→ **What you are asked to do**: Reproduce every line of the records below, requests included, and adjust each coordinate in the answer points by -107. Omit the pictures from your output.

Stored records
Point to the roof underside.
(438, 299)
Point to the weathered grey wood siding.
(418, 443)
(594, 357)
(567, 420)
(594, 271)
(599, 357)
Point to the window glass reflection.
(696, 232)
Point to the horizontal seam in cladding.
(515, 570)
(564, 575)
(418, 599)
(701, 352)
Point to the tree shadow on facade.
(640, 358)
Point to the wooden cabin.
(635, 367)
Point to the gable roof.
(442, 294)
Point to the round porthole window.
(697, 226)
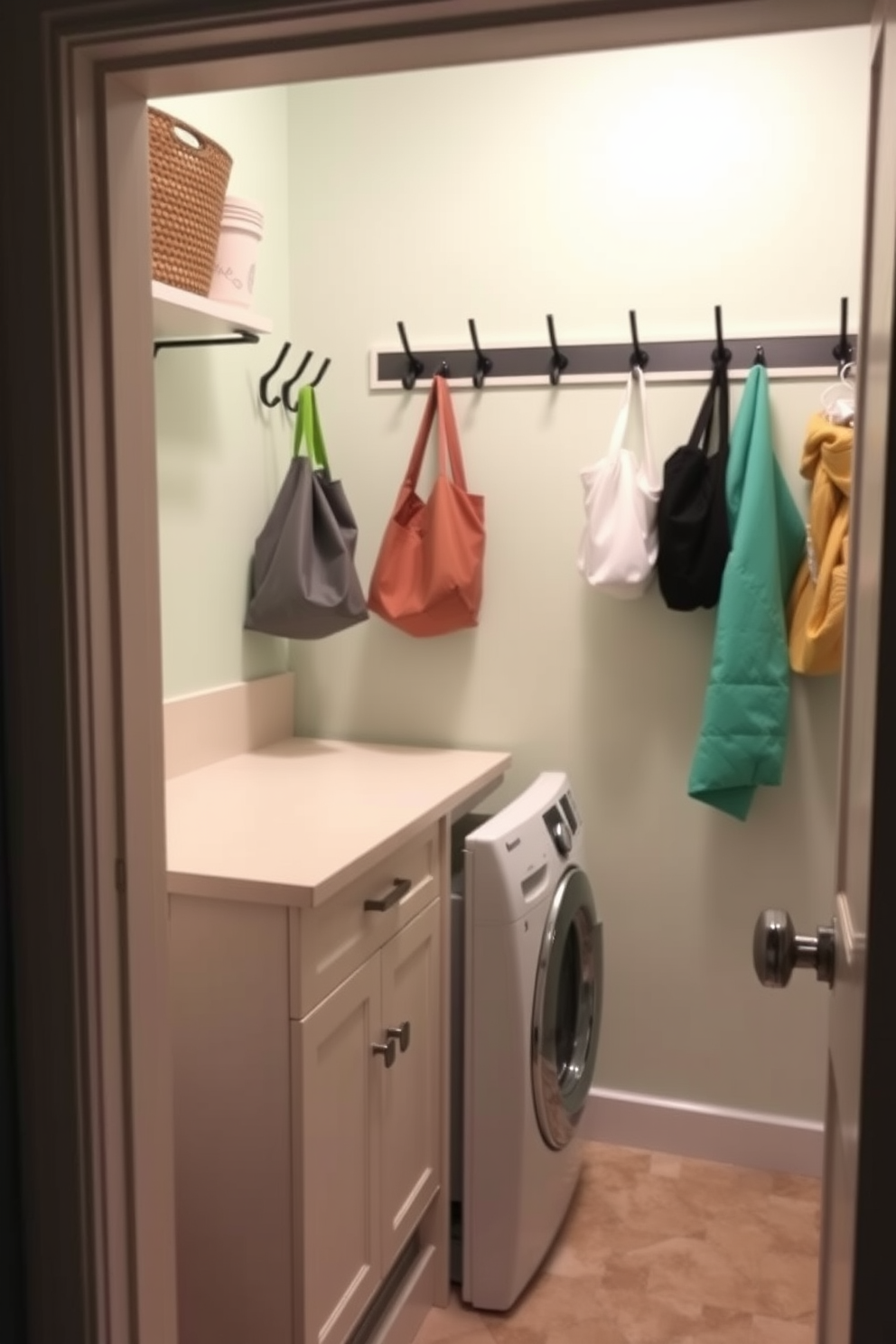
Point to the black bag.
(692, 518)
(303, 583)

→ **Result for this task**:
Point to the roof underside.
(331, 192)
Point to the weathered grey wood siding.
(311, 336)
(487, 250)
(460, 313)
(487, 164)
(492, 250)
Point to the window glass reflection.
(589, 125)
Point to the horizontal seam in cladding.
(408, 463)
(457, 468)
(311, 492)
(594, 245)
Point to the tree shadow on facade.
(533, 251)
Point to the wooden cabin.
(528, 260)
Point to the gable roof.
(335, 187)
Point to the round porthole window.
(590, 119)
Point to the black bag.
(585, 411)
(196, 476)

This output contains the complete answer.